◆ Task requirements: The output should consist solely of the line containing "the carved crown" and the lines that follow it through the end of the data below.
──────── Task inputs
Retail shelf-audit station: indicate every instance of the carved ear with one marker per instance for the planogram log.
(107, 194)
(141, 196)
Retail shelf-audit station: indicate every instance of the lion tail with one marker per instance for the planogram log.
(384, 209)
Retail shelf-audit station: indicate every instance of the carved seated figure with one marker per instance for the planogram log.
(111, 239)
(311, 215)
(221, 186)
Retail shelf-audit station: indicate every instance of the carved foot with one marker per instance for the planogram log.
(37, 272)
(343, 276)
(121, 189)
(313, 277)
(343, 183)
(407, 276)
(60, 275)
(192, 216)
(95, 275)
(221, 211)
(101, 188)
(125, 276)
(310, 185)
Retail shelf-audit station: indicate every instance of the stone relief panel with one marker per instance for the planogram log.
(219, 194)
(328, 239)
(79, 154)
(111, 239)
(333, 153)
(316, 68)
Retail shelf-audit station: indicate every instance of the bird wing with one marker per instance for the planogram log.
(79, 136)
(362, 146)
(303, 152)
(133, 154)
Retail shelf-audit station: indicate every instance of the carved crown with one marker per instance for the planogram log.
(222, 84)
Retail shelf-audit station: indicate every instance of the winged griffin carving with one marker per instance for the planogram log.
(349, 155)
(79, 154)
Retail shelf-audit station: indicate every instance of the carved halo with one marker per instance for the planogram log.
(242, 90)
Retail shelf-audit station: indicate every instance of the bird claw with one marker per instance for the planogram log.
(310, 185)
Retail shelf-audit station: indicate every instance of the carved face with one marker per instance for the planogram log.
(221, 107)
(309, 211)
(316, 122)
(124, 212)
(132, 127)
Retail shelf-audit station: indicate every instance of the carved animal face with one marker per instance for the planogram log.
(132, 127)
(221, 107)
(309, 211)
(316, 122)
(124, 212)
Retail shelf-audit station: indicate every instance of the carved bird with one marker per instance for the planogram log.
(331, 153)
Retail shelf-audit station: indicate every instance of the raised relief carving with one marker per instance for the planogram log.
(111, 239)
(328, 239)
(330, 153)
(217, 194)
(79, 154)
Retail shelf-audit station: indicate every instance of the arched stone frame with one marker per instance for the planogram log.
────────────────
◆ Solution for this problem:
Retail shelf-audit station: indicate every instance of the carved crown with one marker per instance for the planogram log.
(222, 84)
Retail shelf-audit station: indicate every instance of the winged griffin carving with one marker per instance for the planogram log.
(349, 155)
(79, 154)
Retail shelf-audit station: indicate every instance of the carved halo with one marker per instance for the planogram log.
(242, 90)
Retail shelf-audit station: indicate every instance of the bird claw with one marker per instance for the planogram log.
(310, 185)
Retail shelf-audit station: indicate every instance of the carved face with one marker per instance for the planogram log.
(221, 107)
(309, 211)
(316, 122)
(124, 212)
(132, 127)
Retail shelf-audit station: indicate every instance of the carved animal face with one marker per instance for the planogram log.
(132, 127)
(221, 107)
(309, 211)
(316, 122)
(124, 212)
Retail shelf-audit station: indicate every instance of the carved bird with one marker per instance for the planogram log.
(331, 153)
Retail shelf-audit station: indicate every instance of the raised relief carving with one marker per instance for the planogram log.
(111, 239)
(328, 239)
(330, 153)
(217, 194)
(79, 154)
Retail shelf-audit station: indicate every instance of the arched stone frame with one marker per instance for the planogram log.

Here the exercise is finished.